§ Problem statement
Transcribe, without alteration, only the lines from the one containing "Identify one point on each instance of the car" through the last line of the material, both ends included.

——

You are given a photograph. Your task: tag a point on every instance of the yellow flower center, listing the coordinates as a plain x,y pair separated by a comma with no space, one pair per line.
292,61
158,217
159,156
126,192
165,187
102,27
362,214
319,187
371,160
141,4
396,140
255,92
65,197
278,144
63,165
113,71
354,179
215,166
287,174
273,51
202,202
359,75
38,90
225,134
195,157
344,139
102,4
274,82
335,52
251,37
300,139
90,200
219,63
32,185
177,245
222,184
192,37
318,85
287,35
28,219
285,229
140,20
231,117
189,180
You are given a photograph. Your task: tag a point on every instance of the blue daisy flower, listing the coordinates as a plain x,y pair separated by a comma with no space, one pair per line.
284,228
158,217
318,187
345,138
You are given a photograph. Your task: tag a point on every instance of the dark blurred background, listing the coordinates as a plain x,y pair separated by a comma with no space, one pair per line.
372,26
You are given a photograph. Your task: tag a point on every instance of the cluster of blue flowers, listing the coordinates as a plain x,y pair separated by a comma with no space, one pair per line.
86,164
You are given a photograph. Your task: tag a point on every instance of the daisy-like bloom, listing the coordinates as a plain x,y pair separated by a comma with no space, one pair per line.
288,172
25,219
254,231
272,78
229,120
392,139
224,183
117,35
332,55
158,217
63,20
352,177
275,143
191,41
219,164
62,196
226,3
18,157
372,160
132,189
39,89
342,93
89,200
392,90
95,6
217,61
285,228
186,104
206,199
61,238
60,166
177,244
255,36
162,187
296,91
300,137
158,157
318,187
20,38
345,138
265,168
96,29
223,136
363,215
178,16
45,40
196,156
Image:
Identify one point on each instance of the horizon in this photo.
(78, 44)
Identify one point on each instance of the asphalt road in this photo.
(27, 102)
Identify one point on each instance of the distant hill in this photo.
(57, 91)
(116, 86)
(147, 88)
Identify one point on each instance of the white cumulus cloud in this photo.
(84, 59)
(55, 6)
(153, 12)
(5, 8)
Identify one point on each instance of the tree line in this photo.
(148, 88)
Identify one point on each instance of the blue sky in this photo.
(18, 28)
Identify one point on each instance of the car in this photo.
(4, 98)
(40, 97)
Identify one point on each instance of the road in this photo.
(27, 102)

——

§ Exercise response
Identify one point on each instance of the car in this photo.
(4, 98)
(40, 97)
Identify one point on each instance of the road in this photo.
(27, 102)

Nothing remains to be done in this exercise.